▶ [What the task asks]
Copy out, unchanged, every line of the data from the one containing "Could you mark the pile" through the last line, both included.

== Extracted data ==

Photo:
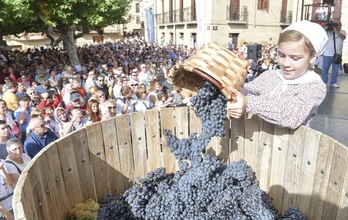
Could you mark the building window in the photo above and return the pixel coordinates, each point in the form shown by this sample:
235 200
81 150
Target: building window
263 5
137 7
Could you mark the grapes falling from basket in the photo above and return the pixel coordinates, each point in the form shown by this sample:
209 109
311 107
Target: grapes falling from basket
204 187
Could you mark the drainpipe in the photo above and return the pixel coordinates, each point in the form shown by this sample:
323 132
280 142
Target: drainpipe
255 13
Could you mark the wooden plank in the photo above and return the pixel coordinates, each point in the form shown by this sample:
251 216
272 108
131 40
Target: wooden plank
38 185
336 181
265 146
195 123
56 188
24 202
167 122
97 157
342 212
125 148
251 140
307 176
153 137
76 167
181 122
139 144
278 166
237 139
21 209
293 168
223 149
116 179
321 179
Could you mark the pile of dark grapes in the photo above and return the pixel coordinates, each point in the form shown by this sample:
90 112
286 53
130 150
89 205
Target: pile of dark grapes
204 187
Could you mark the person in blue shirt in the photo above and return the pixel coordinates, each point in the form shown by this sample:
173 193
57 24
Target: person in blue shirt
22 114
39 137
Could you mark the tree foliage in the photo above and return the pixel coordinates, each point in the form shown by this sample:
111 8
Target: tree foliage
52 16
57 19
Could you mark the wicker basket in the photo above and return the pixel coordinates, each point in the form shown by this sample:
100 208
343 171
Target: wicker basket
213 63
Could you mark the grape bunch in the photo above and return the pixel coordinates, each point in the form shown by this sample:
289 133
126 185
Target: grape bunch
204 187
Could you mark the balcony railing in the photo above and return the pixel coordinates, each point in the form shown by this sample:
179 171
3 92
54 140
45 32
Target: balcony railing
286 17
237 13
188 15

===

▶ [Response to this exercise]
Could you mark the pile of dark grapes in the photo above and return the pixel coordinates, each point in the form shown by this sample:
90 112
286 53
130 150
89 205
Target: pile of dark grapes
204 187
Could you mark the person in blue shirt in the photo above and return the pixel coordinates, each point in the form shown by this sample:
173 193
57 24
Target: person in blue shirt
22 114
39 137
Could you mark the tree foliage in the photo above and return the pixel coordinates, each point in the form shown by this sample:
111 8
Target: tree foliage
52 16
57 19
Could you mark the wicker basket in the photo above and return the pixel coordinates, each point in the form shown by this sample:
100 208
343 171
Target: wicker basket
213 63
Could you mark the grape bunch in the photo above and return the pixel coordinates, each point in the form shown by this sample:
289 133
126 185
Target: grape bunch
204 187
Could you mark the balcony railing in the photo above and return the pixel coordinates, each point in the form shown by this sample:
179 171
3 92
54 140
45 32
Target: balcony railing
286 17
237 13
188 15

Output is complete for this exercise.